(EXERCISE INSTRUCTIONS):
(a) From the page on the classify output format, list each column name that has its own bulleted description under "The columns are as follows".
(b) Carry on the page on the classify output format, starting after its last line.

(GIVEN PASSAGE):
-*-

-
Notifications
You must be signed in to change notification settings - Fork 1
Output
#Output of the classify
command
All subcommands of classify produce a file with a standard format. This is a tab delimited file with a header for each column.
The file will look like the following
chrom position ref_base var_base normal_counts_a normal_counts_b tumour_counts_a tumour_counts_b p_AA_AA p_AA_AB p_AA_BB p_AB_AA p_AB_AB p_AB_BB p_BB_AA p_BB_AB p_BB_BB
1 1299268 T C 26 25 3 17 0.0000 0.0000 0.0000 0.0000 0.0000 1.0000 0.0000 0.0000 0.0000
The last nine columns of the file list the posterior probability of each of the joint genotypes. They have the form p_gN_gT where gN is the normal genotype and gT is the tumour genotype. For deterministic methods only one of these columns will be non-zero and will have a value of 1.
The rows of the file correspond to genomic positions. The columns are as follows
- chrom - Chromosome the site is on.
- position - 1-based position on the chromosome
- ref_base - Base found in reference genome at this position.
- var_base - Variant base found at this position. If no variant base is found this will be N.
- normal_counts_a - Number of read matching ref_base in the normal at this position
- normal_counts_b - Number of reads matching var_base in the normal at this position.

-*-

(DATASET RECORDS):
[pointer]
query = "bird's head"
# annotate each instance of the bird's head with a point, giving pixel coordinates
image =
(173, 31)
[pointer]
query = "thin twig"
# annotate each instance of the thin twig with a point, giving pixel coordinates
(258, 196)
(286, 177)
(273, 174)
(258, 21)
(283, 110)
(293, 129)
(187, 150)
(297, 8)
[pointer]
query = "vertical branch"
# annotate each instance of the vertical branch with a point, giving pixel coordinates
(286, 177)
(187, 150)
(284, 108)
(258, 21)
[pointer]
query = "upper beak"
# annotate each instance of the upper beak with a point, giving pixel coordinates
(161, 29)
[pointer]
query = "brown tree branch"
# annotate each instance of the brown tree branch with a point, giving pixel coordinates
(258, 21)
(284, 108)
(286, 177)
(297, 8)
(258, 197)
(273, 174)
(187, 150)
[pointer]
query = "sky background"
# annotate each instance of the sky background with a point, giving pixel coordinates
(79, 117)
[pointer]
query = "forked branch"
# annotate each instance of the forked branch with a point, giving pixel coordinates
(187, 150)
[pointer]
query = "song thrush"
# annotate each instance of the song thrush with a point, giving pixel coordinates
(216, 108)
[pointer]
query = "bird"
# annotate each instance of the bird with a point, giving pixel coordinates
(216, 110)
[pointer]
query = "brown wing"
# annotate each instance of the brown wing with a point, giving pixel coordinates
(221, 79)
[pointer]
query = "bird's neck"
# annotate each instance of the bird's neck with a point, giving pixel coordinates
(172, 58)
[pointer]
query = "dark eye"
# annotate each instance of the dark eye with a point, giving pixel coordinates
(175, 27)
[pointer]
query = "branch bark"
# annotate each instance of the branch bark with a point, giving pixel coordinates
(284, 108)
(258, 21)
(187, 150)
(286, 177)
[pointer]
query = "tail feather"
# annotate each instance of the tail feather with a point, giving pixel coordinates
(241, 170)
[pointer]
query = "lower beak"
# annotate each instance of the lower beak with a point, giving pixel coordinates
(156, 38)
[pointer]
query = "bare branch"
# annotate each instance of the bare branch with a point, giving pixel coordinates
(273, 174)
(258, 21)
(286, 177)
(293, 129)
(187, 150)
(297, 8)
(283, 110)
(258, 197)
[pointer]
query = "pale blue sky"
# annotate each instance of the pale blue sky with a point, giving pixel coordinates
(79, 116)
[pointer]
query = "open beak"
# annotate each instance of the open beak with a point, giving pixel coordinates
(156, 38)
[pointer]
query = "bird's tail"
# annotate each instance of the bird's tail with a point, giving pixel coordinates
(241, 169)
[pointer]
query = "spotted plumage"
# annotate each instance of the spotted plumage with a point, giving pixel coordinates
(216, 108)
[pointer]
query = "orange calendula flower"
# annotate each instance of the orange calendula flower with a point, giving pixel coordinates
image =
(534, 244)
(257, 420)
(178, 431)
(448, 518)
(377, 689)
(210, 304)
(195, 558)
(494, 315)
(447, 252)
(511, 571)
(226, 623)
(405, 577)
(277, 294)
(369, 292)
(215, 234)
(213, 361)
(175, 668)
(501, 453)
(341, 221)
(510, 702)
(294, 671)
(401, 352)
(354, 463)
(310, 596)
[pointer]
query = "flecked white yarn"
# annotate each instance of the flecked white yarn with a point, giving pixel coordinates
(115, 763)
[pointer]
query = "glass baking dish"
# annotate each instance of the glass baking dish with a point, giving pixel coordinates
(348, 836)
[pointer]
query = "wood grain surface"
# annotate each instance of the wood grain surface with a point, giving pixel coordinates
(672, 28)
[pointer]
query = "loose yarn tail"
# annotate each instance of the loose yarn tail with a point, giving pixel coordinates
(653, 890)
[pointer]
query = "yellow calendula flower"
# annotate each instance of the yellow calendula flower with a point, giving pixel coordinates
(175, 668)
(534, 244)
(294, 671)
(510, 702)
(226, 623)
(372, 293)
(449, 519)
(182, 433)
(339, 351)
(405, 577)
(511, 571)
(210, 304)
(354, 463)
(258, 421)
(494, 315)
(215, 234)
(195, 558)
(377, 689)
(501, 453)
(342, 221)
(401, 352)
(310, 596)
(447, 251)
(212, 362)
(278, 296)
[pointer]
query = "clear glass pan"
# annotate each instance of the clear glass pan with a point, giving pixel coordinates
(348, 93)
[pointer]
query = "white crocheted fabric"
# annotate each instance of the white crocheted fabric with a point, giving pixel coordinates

-*-

(ANSWER LIST):
(a) chrom, position, ref_base, var_base, normal_counts_a, normal_counts_b

(b)
- tumour_counts_a - Number of read matching ref_base in the tumour at this position
- tumour_counts_b - Number of reads matching var_base in the tumour at this position.
- p_AA_AA - Probability of joint genotype AA_AA
- p_AA_AB - Probability of joint genotype AA_AB
- p_AA_BB - Probability of joint genotype AA_BB
- p_AB_AA - Probability of joint genotype AB_AA
- p_AB_AB - Probability of joint genotype AB_AB
- p_AB_BB - Probability of joint genotype AB_BB
- p_AB_AA - Probability of joint genotype BB_AA
- p_AB_AB - Probability of joint genotype BB_AB
- p_AB_BB - Probability of joint genotype BB_BB
To extract somatic positions from this file I suggest adding p_AA_AB + p_AA_BB together to get the somatic genotype probability. You can then choose to threshold at whatever level is appropriate.
This file format can easily be manipulated using Python and the csv library which is installed by default. The csv.DictReader class will be especially useful.